* [Challenge 1]: Rewrite the part of the R boxplot excerpt that opens with "Boxplot in R Programming 9" and closes with "the CSV file.", putting "outside data" in place of "external data".
* [Challenge 2]: Resume the R boxplot excerpt after its last sentence and carry it further.

Horizontal Boxplot in R Programming

In this R example, we change the default vertical boxplot into a horizontal box plot using a horizontal argument.

airquality

boxplot(airquality$Wind~airquality$Month,
        notch = TRUE,
        horizontal = TRUE,
        main = "Airquality",
        xlab = "Months",
        ylab = "Wind",
        las = 1,
        col = c("violetred", "steelblue1", "salmon1",
                "palegoldenrod", "olivedrab"),
        names = c("May", "June", "July", 
                  "August", "September")
        )
Boxplot in R Programming 9

Creating R Boxplot using CSV File

Let us see how to create a R Boxplot using external data. For this, we are importing data from the CSV file using read.csv function. Refer Read CSV article to import the CSV file.

* [Provided data]:
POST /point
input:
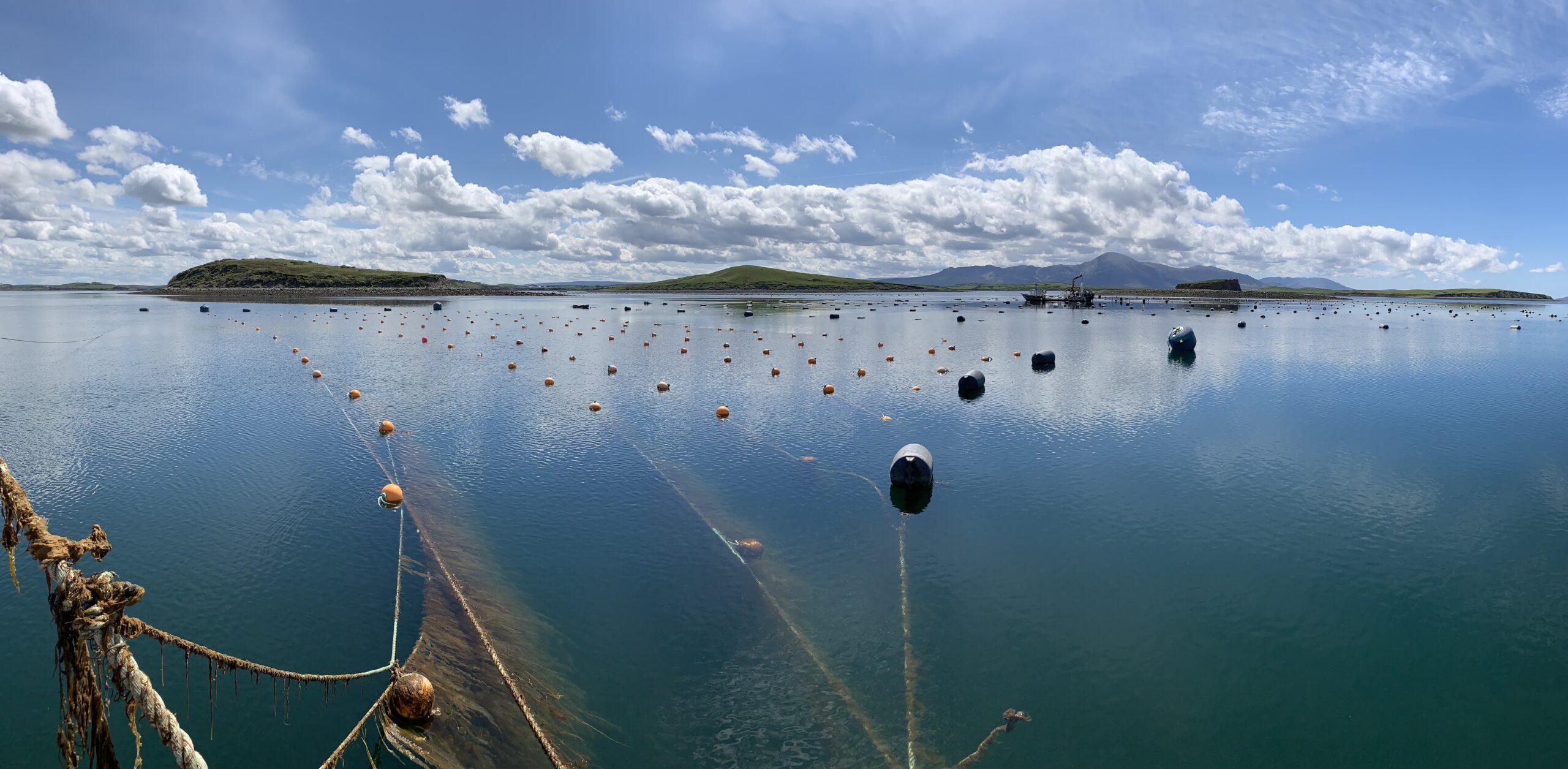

* [Right answer 1]:
Boxplot in R Programming 9

Creating R Boxplot using CSV File

Let us see how to create a R Boxplot using outside data. For this, we are importing data from the CSV file using read.csv function. Refer Read CSV article to import the CSV file.

* [Right answer 2]:
employee <- read.csv("Products.csv", TRUE, sep = ",", 
                     na.strings = TRUE)

boxplot(employee$SalesAmount~employee$EnglishCountryRegionName,
        main = "Products",
        col = c("steelblue", "tomato3", "yellow2", 
                "orange4", "lawngreen", "skyblue4")
        )

Above code snippet will draw the boxplot for the Sales Amount, group by Country.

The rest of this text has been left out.